## About this task
Repeat the entries exactly but omit the pictures.

Point localization data
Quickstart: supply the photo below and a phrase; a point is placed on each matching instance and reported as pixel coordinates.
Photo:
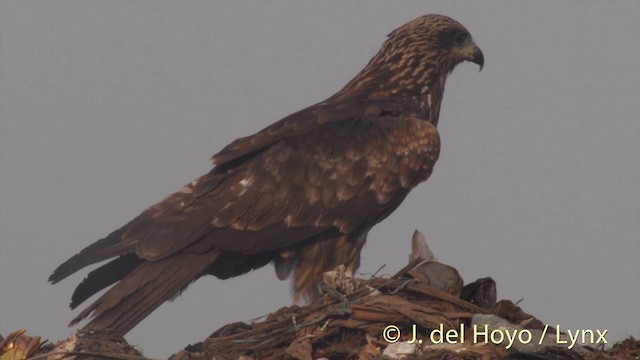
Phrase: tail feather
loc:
(149, 285)
(101, 250)
(103, 277)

## Exercise response
Quickstart: supply the photo below and a phrase; a point is placed on each matching instance and reported as pixel coordinates.
Photo:
Phrase: tail feather
loc:
(149, 285)
(101, 250)
(103, 277)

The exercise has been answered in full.